[STATED TASK]: Check each statement against the text on integration test suites and answer yes or no, quoting the deciding words: (a) Adding a new suite requires editing the GitHub Actions workflow. (b) The shared runner container sets build tags so that tests run with the same tags CI uses. (c) The real CLI smoke tests under pkg/providers/cli/ gate PR merges.

[TEXT PROVIDED]:
— start —

Integration Test Suites

This directory contains the integration test suites that CI runs before merging PRs and before building main.

These tests exist to catch regressions that are easy to miss with unit tests alone, especially when different PRs touch adjacent code paths and the breakage only appears once the pieces are wired together. Typical examples are:

protocol compatibility across package boundaries
request and response behavior over real transports
subprocess, CLI, or container wiring
configuration passed through environment variables
startup, discovery, and teardown flows involving more than one component

Two Layers of Integration Testing

PicoClaw currently uses two related mechanisms:

Go integration tests, usually in *_integration_test.go files and guarded by //go:build integration
Docker-backed suites in integration/suites/ that start real dependencies and run one or more of those Go tests in CI

That distinction matters:

a tagged Go integration test is the test implementation
a Docker-backed suite is how we make that test reproducible and CI-safe

If a test should actively protect merges between PRs, it should be reachable from scripts/run-integration-tests.sh, either by extending an existing suite or by adding a new one.

Some integration-tagged tests are intentionally opt-in and not part of the Docker suites. For example, real CLI smoke tests under pkg/providers/cli/ depend on external binaries being installed locally. Those are useful for manual verification, but they do not gate PR merges.

What CI Runs

The integration jobs in .github/workflows/pr.yml and .github/workflows/build.yml both execute:

bash

bash ./scripts/run-integration-tests.sh

The runner auto-discovers every suite under integration/suites/, so adding a suite does not require editing the GitHub Actions workflow.

How the Runner Works

The shared runner is defined in integration/docker-compose.runner.yml.
Each suite lives in integration/suites/<suite-name>/.
The runner script loads suite.env, merges the shared compose file with the suite-specific compose files, starts dependency services, runs the suite command, and then tears everything down.
The shared runner container sets GOFLAGS=-tags=goolm,stdjson,integration, so tests run with the same build tags used by CI.

In practice, each suite gives us:

a deterministic dependency graph
a stable execution environment
automatic cleanup after the run
a clean place to encode the exact regression we want to prevent

Current Reference Suite

integration/suites/mcp-streamable/ is the reference example today.

It does three things:

builds and starts a fixture MCP server from integration/fixtures/mcp-streamable-server/
injects connection details into the runner container through environment variables
runs TestIntegration_RealConfiguredServer to verify that PicoClaw can connect to a real server, discover tools, invoke one, and validate the response payload

That suite complements TestIntegration_StreamableHTTPCompatibility, which exercises the same area in-process. Together they cover both protocol behavior and real service wiring.

— end —

[DATASET EXCERPT]:
— start —

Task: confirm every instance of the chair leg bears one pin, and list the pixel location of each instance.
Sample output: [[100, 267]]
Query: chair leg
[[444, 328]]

— end —

[TASK ANSWER]:
(a) No: "adding a suite does not require editing the GitHub Actions workflow."
(b) Yes: "The shared runner container sets GOFLAGS=-tags=goolm,stdjson,integration, so tests run with the same build tags used by CI."
(c) No: "Those are useful for manual verification, but they do not gate PR merges."